### Short exercise:
Reproduce all of the material below, substituting "distinct pieces" for every occurrence of "separate parts" and keeping everything else identical. Omit the pictures.

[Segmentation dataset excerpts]

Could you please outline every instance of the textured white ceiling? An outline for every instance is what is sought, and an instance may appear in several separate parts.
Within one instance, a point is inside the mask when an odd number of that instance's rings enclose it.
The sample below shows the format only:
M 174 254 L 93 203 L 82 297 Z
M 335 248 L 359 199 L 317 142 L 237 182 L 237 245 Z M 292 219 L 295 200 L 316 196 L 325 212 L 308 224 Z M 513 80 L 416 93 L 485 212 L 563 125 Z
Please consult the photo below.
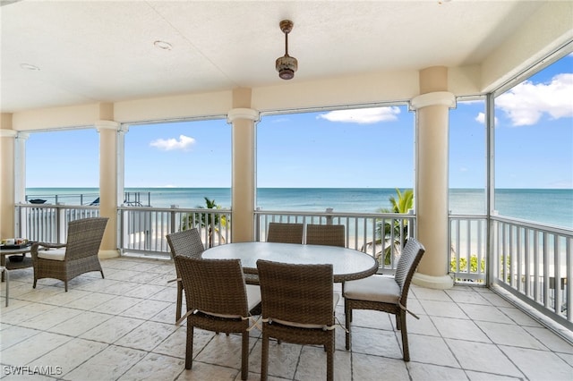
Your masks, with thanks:
M 2 112 L 479 64 L 543 2 L 1 2 Z M 171 50 L 154 41 L 172 44 Z M 21 64 L 38 66 L 29 71 Z

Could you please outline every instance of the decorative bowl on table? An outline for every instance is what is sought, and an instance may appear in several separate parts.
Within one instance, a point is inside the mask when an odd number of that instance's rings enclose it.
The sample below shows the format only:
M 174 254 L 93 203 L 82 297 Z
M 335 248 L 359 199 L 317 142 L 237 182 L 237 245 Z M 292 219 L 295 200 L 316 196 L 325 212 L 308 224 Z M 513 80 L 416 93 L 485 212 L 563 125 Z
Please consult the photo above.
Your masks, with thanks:
M 7 238 L 2 240 L 0 249 L 13 250 L 23 249 L 31 245 L 31 242 L 26 238 Z

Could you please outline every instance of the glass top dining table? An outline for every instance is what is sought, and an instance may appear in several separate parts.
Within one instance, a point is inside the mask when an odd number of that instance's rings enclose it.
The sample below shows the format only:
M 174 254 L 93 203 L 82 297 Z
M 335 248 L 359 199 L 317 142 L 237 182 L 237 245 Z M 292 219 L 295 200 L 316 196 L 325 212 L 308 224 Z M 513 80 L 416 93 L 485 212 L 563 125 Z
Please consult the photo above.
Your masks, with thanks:
M 257 269 L 257 260 L 315 265 L 331 264 L 334 282 L 365 278 L 376 273 L 378 262 L 369 254 L 337 246 L 276 242 L 236 242 L 203 251 L 202 258 L 241 259 L 244 268 Z

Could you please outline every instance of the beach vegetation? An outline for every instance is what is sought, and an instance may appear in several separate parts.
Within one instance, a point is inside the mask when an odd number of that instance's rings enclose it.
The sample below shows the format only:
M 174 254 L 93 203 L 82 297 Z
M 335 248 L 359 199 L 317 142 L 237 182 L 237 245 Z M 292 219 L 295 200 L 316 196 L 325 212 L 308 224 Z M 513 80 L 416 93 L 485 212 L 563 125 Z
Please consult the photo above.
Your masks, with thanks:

### Response below:
Could you please outline every instance of the textured white ceiling? An outline for every instance is what is sought, and an instance may appear in several distinct pieces.
Within one instance, a point is inside the mask when an odd number of that instance's rings enclose it.
The sample below shows the format only:
M 174 254 L 93 203 L 82 297 Z
M 335 248 L 359 199 L 317 142 L 237 182 L 237 245 Z M 292 219 L 295 200 L 316 196 L 325 212 L 308 224 Z M 513 80 L 416 93 L 485 212 L 563 125 Z
Please consult the photo below.
Your masks, with thanks:
M 2 112 L 479 64 L 543 2 L 1 2 Z M 171 50 L 154 41 L 172 44 Z M 21 64 L 38 66 L 29 71 Z

Could you please outline every instance of the decorative bowl on table? An outline for every instance is what is sought, and an instance may appear in several distinct pieces.
Within one instance, a point is inside the mask when an odd number of that instance's rings enclose it.
The sample below shows the format only:
M 174 254 L 93 203 L 82 297 Z
M 335 248 L 359 199 L 317 142 L 237 182 L 237 245 Z M 292 219 L 295 200 L 316 196 L 325 212 L 308 224 Z M 513 80 L 416 93 L 485 212 L 563 125 Z
Please consult the photo above.
Your masks, with thanks:
M 7 238 L 2 240 L 0 249 L 13 250 L 23 249 L 31 245 L 31 242 L 26 238 Z

Could you please outline every instance of the glass top dining table? An outline for every instance is what is sought, and an instance may appear in several distinct pieces.
Within one instance, a point is inside the mask when an odd number of that instance's rings enclose it.
The sample below shows the format only:
M 174 254 L 93 203 L 82 297 Z
M 335 248 L 359 199 L 317 142 L 237 182 L 237 245 Z M 292 219 L 295 200 L 316 196 L 325 212 L 308 224 Z M 513 80 L 416 93 L 485 212 L 563 125 Z
Please consult the photo above.
Your masks, with thanks:
M 257 269 L 257 260 L 315 265 L 331 264 L 334 282 L 365 278 L 376 273 L 378 262 L 369 254 L 337 246 L 276 242 L 236 242 L 203 251 L 202 258 L 241 259 L 244 268 Z

Could you please outline every instance of the beach vegetation? An outline for every instance is what is sought, and an instance may appear in several distinct pieces.
Within one instance, a point is inside the mask when an odd number of that instance's rings enclose it.
The sample below shows the format only:
M 174 254 L 93 203 L 82 297 Z
M 335 248 L 359 199 L 317 142 L 237 182 L 237 245 Z M 292 219 L 295 200 L 316 196 L 325 212 L 308 224 Z M 513 80 L 416 93 L 485 212 L 563 125 Z
Please consult the photo above.
Your masks, with thanks:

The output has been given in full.